▶ Goal
Print each of the records below line for line, changing nothing.

** START **

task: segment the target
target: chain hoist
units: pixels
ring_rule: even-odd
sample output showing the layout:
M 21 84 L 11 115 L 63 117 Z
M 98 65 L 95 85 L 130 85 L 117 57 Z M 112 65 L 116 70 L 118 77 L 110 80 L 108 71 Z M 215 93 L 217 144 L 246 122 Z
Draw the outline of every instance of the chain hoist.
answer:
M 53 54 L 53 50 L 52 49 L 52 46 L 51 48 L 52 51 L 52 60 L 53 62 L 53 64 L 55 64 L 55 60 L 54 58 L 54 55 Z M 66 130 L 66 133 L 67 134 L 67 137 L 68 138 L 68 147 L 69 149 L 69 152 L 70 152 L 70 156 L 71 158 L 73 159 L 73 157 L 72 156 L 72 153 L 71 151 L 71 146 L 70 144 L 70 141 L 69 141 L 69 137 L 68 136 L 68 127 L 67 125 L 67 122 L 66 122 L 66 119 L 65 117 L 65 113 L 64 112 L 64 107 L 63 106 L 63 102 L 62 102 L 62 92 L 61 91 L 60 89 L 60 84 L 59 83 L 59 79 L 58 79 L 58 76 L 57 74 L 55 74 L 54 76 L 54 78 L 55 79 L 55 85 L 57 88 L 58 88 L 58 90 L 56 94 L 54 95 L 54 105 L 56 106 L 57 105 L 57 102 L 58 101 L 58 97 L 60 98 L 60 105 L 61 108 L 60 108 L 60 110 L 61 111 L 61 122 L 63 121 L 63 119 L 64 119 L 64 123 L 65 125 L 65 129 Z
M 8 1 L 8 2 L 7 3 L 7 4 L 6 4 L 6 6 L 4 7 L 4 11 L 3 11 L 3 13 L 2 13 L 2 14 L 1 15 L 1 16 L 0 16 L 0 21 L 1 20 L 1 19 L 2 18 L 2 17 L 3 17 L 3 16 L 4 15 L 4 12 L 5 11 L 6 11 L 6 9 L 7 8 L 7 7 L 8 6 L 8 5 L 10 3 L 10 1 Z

** END **

▶ Solution below
task: segment the target
target: chain hoist
units: pixels
ring_rule: even-odd
sample output showing the layout:
M 21 84 L 11 115 L 63 117 Z
M 98 65 L 95 85 L 130 85 L 117 57 Z M 112 65 L 116 70 L 118 77 L 110 80 L 108 71 Z M 215 93 L 217 144 L 246 122 Z
Draw the outline of every instance of the chain hoist.
answer:
M 53 54 L 53 50 L 52 49 L 52 46 L 51 48 L 52 51 L 52 60 L 53 62 L 53 64 L 55 64 L 55 60 L 54 58 L 54 55 Z M 66 130 L 66 133 L 67 134 L 67 137 L 68 138 L 68 147 L 69 149 L 69 152 L 70 152 L 70 156 L 71 158 L 73 159 L 73 157 L 72 156 L 72 153 L 71 151 L 71 146 L 70 144 L 70 141 L 69 141 L 69 137 L 68 136 L 68 127 L 67 125 L 67 122 L 66 122 L 66 119 L 65 117 L 65 113 L 64 112 L 64 107 L 63 106 L 63 102 L 62 102 L 62 92 L 61 91 L 60 89 L 60 84 L 59 83 L 59 79 L 58 79 L 58 76 L 57 74 L 55 74 L 54 76 L 54 78 L 55 79 L 55 85 L 57 88 L 58 88 L 58 90 L 56 94 L 54 95 L 54 105 L 56 106 L 57 105 L 57 102 L 58 101 L 58 97 L 60 98 L 60 105 L 61 108 L 60 108 L 60 110 L 61 111 L 61 122 L 63 121 L 63 119 L 64 119 L 64 123 L 65 125 L 65 129 Z
M 8 1 L 8 2 L 7 3 L 7 4 L 6 4 L 6 6 L 4 7 L 4 11 L 3 11 L 3 13 L 2 13 L 2 14 L 1 15 L 1 16 L 0 16 L 0 21 L 1 20 L 1 19 L 2 18 L 2 17 L 3 17 L 3 16 L 4 15 L 4 12 L 5 11 L 6 11 L 6 9 L 7 8 L 7 7 L 8 6 L 8 5 L 10 3 L 10 1 Z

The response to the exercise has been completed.